#### Textauszug
/---

Gibt es performative Aspekte in deinen Arbeiten?
Immer wieder eigentlich gerne. Es ist ein eigenständiges Medium, Dinge zur Aufführung zu bringen. Und das ist auch eine sehr spannende Situation, weil der Betrachter dann relativ stark am Sitz gefesselt ist. Er muss das Stück von vorne bis hinten durchhören. Man kann also eine Dramaturgie aufbauen, die man vielleicht in einer Klanginstallation so nicht dem Betrachter auferlegen kann. Weil er immer noch frei ist, sich in diesem Raum selbst zu bewegen, er kann sich auch verweigern. Und in einem Konzertsaal oder bei einer performativen Aufführung ist das nicht so leicht möglich. Da muss er wirklich vom Anfang bis zum Ende sitzen bleiben oder das über sich ergehen lassen und hat dann eben die Skulptur als solche von vorne bis hinten erlebt und das ist manchmal befriedigender, als eine Intervention im Raum, die man genauso gut überhören kann, wenn man nicht gerade darauf sensibilisiert ist und begreifen will, was da vor sich geht.

Und was reizt dich speziell an der Klanginstallation?
Die Verwirrung. Verwirrung stiften, also gewohnte Sinneserfahrungen zu irritieren, mit Irritationen zu arbeiten und mit Fehlerhaftigkeiten. Ich finde es spannend, die Leute aus ihrer gewöhnlichen Erwartungshaltung ein bisschen herauszuschütteln, um dadurch auch Aufmerksamkeit und Wahrheiten herauszukitzeln, etwa aus Orten. Also Räume in ihrem Charakter zu begreifen, mit der Akustik des Raumes zu arbeiten und darüber den Raum neu zu definieren.
Oder in seinem Wesen ganz konsequent zu bestimmen, zu definieren. Das ist spannend, und umso komplizierter, je ungewöhnlicher der Ort ist. Das wurde, glaube ich, gerade in den 90er, 80er, 90er-Jahren sehr viel praktiziert, dass man sich speziell ungewöhnliche Orte gesucht hat. Also irgendwelche Lagerhallen oder Baustellen etc. – also ungewöhnliche Orte, die für die Kunst eigentlich nicht prädestiniert sind. Aber gerade dort mit dem Charakter dieser ungewöhnlichen Orte zu intervenieren ist, meiner Meinung nach, eine sehr klassische Rahmenbedingung für Installationen.

Gibt es bestimmte Künstler oder Bewegungen in der Kunst, die dein Schaffen beeinflusst haben, vielleicht irgendeine Traditionslinie in der du dich siehst?
Ich persönlich bin in meinem Kunststudium sehr viel mit Fluxus, mit Protagonisten aus der Fluxus-Szene in Berührung gekommen. Und Cage ist ja auch einer, der wahrscheinlich von jedem zitiert wird, als jemand, der wichtig war, der sehr viele Aspekte thematisiert hat, der auditiven und audio-visuellen Wahrnehmung. Klar, Cage und andere aus der Fluxus-Bewegung, auch Literaten, affirmative Künstler, Happening und so weiter… das hat mich ziemlich geprägt, glaube ich, ja. Und darüber hinaus natürlich Alvin Lucier oder Nam June Paik. Die waren schon in meinen Anfangsjahren im Studium wichtige Persönlichkeiten.

\---

#### Deine Aufgabe
Erkläre in ein bis drei Sätzen, warum sich laut dem Interview bei einer performativen Aufführung eine Dramaturgie aufbauen lässt, die man in einer Klanginstallation dem Betrachter so nicht auferlegen kann. Die Daten stammen aus einer anderen Quelle als das Interview.

#### Datenauszug
/---

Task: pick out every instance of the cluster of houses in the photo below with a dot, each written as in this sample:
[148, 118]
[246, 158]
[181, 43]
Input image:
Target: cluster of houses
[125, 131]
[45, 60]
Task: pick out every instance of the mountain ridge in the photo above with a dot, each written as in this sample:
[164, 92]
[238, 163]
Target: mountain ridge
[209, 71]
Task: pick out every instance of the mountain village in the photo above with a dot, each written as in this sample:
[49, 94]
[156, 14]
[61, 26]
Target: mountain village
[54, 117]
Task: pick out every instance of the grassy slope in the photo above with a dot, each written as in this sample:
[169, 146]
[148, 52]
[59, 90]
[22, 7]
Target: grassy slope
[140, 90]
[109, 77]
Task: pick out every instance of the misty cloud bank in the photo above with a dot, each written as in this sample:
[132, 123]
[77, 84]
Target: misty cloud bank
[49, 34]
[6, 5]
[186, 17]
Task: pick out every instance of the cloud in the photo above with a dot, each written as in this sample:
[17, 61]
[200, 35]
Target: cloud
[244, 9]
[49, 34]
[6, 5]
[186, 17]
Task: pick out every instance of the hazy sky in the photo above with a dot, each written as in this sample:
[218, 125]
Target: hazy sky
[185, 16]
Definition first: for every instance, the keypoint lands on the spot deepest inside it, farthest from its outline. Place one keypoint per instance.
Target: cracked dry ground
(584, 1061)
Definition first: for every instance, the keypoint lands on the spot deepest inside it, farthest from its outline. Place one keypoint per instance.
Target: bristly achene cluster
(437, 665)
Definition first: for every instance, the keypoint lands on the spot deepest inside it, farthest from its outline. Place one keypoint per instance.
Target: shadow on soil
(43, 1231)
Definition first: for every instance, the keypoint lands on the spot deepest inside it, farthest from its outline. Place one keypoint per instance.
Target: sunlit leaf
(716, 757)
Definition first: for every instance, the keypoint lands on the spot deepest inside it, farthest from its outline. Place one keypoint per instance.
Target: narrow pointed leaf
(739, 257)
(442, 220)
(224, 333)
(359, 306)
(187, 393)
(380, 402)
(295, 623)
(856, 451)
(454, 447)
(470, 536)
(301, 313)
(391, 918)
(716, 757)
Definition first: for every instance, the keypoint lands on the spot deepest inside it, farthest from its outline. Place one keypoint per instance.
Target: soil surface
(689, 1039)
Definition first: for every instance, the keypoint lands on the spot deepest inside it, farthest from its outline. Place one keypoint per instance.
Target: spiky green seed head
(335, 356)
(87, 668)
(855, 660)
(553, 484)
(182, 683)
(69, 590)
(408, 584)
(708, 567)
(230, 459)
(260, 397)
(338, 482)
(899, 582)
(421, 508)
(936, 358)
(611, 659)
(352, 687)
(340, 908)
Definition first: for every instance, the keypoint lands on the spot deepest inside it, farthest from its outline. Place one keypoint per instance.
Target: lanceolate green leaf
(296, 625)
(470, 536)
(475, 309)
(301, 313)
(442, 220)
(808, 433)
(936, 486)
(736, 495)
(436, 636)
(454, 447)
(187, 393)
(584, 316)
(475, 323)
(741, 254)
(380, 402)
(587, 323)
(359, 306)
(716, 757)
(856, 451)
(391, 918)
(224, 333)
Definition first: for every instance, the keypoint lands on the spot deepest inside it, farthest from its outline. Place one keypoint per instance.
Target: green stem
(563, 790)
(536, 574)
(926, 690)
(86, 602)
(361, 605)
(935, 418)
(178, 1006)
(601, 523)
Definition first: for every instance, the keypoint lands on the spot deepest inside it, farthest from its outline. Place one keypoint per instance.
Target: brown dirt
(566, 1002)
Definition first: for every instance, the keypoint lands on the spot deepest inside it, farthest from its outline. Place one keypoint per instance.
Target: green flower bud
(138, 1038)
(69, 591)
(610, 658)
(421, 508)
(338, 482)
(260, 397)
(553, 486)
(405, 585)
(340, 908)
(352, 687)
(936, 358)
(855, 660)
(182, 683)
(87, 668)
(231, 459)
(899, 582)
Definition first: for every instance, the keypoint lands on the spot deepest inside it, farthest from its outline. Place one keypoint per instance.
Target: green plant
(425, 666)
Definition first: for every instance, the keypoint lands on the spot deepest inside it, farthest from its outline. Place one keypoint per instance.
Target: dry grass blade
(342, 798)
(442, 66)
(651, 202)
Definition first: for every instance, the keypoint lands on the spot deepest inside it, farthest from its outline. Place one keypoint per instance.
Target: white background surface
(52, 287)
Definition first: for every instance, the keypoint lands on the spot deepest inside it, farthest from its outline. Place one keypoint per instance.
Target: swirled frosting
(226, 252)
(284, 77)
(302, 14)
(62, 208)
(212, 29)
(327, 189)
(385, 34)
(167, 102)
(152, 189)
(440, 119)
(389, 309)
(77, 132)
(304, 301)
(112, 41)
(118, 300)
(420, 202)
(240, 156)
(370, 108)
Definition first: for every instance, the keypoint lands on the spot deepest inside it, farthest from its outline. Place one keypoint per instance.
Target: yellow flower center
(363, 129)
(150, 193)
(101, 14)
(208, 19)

\---

#### Lösung
Bei einer Aufführung ist der Betrachter relativ stark an seinen Sitz gefesselt und muss das Stück von vorne bis hinten durchhören. In einer Klanginstallation bleibt er dagegen frei, sich im Raum selbst zu bewegen, und kann sich dem Werk auch verweigern.